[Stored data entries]
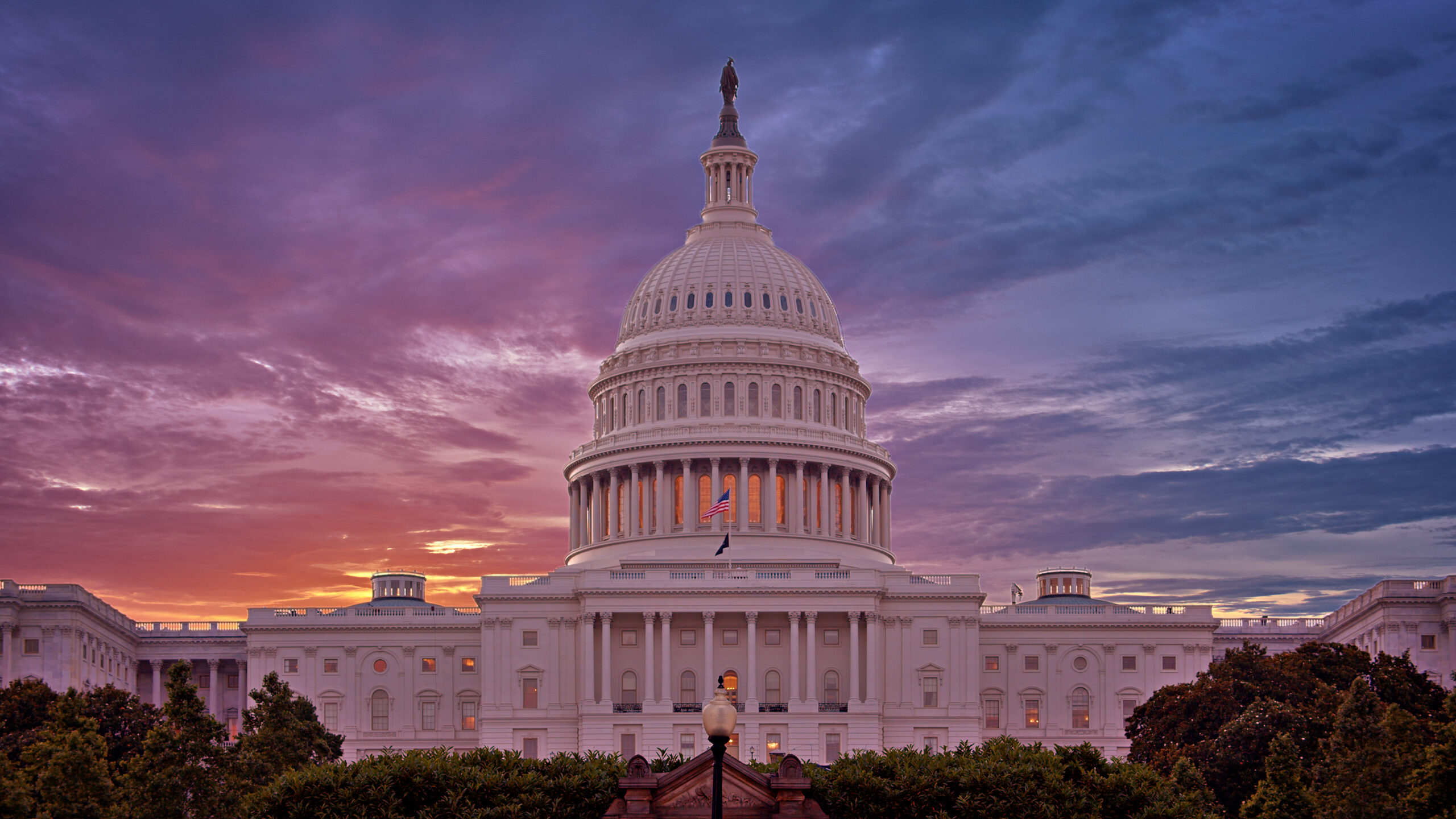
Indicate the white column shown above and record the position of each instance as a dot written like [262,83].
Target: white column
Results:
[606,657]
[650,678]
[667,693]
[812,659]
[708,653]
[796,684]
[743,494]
--
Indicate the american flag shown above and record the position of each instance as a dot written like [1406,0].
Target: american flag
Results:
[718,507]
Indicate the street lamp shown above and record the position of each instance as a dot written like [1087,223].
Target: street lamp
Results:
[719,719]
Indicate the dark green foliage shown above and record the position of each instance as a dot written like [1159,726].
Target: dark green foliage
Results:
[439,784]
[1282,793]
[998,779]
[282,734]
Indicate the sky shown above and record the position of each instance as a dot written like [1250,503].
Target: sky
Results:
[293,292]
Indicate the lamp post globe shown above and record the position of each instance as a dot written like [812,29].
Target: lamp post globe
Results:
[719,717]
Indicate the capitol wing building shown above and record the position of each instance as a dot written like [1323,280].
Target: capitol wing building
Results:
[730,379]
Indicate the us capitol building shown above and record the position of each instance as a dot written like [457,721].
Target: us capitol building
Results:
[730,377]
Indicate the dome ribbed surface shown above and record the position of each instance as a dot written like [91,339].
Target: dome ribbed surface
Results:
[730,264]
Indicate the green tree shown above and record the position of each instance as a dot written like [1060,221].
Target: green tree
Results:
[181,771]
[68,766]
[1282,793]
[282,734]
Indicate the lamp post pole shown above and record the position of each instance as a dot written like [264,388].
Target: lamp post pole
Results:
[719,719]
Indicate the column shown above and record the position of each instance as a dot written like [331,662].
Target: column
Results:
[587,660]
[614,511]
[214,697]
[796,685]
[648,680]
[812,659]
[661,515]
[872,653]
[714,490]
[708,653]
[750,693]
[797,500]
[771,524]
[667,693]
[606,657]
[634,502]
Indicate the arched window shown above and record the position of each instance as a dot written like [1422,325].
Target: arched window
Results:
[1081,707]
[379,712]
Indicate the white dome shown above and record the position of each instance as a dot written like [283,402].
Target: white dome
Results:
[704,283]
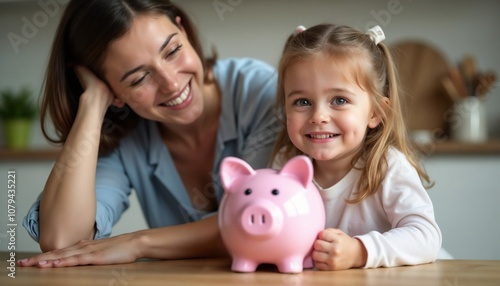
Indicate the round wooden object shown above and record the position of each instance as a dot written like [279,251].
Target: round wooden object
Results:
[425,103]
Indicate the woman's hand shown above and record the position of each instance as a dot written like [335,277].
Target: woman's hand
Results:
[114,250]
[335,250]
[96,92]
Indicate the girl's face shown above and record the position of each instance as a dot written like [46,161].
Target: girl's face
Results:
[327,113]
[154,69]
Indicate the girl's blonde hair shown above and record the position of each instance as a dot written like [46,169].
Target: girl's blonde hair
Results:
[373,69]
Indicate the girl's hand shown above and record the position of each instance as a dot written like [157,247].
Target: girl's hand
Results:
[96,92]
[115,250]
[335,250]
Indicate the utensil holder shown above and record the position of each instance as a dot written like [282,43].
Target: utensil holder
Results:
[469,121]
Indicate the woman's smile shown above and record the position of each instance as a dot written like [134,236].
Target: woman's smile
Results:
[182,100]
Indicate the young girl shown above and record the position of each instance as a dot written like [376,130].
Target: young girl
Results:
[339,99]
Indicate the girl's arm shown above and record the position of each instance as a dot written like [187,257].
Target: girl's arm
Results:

* GOAL OF THE EXERCISE
Read through the entries and copy every line that includes "round".

* WRITTEN ANSWER
Indicate the round wooden object shown above and record the position of each instance as a dot written like [279,251].
Target: round wooden object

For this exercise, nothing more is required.